● **Exercise details**:
Please return the full listing below without altering anything.
begin Records shown
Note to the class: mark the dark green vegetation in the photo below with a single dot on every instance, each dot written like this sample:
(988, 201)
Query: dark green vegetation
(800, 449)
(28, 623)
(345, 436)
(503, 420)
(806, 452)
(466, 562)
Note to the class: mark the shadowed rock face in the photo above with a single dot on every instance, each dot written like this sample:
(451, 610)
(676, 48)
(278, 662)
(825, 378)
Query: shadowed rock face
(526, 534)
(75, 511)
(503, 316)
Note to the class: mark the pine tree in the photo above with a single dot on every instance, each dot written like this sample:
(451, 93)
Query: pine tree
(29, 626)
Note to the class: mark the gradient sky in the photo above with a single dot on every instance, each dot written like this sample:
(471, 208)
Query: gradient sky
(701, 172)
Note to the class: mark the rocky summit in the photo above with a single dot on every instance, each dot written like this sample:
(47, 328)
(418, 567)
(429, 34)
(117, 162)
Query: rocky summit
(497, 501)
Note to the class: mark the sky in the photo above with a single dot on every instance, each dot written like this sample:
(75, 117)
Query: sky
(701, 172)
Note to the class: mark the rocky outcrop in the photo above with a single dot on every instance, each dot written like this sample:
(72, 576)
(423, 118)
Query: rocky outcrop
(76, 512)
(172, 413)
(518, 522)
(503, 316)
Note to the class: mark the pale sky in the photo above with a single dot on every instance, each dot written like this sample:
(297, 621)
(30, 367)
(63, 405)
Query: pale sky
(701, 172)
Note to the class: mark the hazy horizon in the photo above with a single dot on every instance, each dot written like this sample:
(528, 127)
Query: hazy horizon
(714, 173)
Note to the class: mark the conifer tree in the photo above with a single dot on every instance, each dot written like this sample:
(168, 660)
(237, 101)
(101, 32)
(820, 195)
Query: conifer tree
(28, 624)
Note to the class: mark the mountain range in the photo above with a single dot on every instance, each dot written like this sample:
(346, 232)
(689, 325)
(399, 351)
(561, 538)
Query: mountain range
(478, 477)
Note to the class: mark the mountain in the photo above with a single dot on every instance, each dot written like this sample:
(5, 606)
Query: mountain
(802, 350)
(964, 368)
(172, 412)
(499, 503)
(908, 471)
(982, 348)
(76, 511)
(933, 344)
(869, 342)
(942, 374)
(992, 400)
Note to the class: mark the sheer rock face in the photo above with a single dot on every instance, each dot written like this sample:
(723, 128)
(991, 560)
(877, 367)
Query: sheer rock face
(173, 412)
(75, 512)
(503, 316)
end Records shown
● **Finished answer**:
Note to the class: mark the dark green vegetation in the photo below with a single dot on every instance, each dot written like this sample:
(988, 201)
Query: dark green vegetation
(800, 449)
(28, 623)
(345, 436)
(503, 420)
(806, 452)
(466, 562)
Note to the class: mark the shadowed rock face in the photo above with a single dot on every instance, each dot written like this sample:
(451, 610)
(676, 48)
(278, 662)
(825, 378)
Query: shadowed rock face
(526, 534)
(75, 511)
(503, 316)
Note to the class: mark the pine tree in the photo above with a single dot on every instance, each dot written like this sample:
(451, 93)
Query: pine tree
(29, 626)
Note to the class: mark the gradient sky in the photo above with a single dot on every instance, each dot written like this sample:
(471, 208)
Query: gradient sky
(701, 172)
Note to the class: mark the rocky summit in the photo above with a single dot on every instance, each dot written like this sample:
(47, 328)
(418, 567)
(429, 34)
(117, 162)
Query: rocky summit
(497, 501)
Note to the class: mark the sky in the photo above with a single dot on every instance, each dot written like this sample:
(75, 117)
Query: sky
(701, 172)
Note to the class: mark the rocky outcrop in the photo above with a single dot on every instance, each dot written like this sample:
(72, 576)
(423, 118)
Query: rocky outcrop
(76, 512)
(172, 413)
(518, 522)
(503, 316)
Note to the class: mark the pale sky in the photo above with a single dot on every instance, each dot written like this sample:
(297, 621)
(30, 367)
(63, 405)
Query: pale sky
(701, 172)
Note to the class: mark the hazy horizon in the photo above with a single dot on every instance, each dot written like this sample:
(528, 127)
Query: hazy horizon
(714, 173)
Note to the class: mark the conifer tree in the photo above with a single dot on every instance, each dot written like this sample:
(168, 660)
(237, 101)
(101, 32)
(820, 195)
Query: conifer tree
(28, 624)
Note to the class: mark the mountain range in the photo above with a single dot on every instance, each dot written like this sample:
(346, 232)
(689, 325)
(399, 351)
(561, 538)
Query: mountain range
(478, 477)
Note to the class: mark the mountain in the photo above with a single dot on every instance, each dot written like this sample:
(5, 606)
Query: mountain
(802, 350)
(964, 368)
(172, 412)
(499, 503)
(908, 471)
(982, 348)
(76, 511)
(933, 344)
(869, 342)
(942, 374)
(992, 400)
Note to the class: mark the sheer rock face in the photo above with a single dot on every instance, each dot written like this sample:
(723, 128)
(991, 560)
(877, 367)
Query: sheer rock face
(173, 412)
(75, 512)
(503, 316)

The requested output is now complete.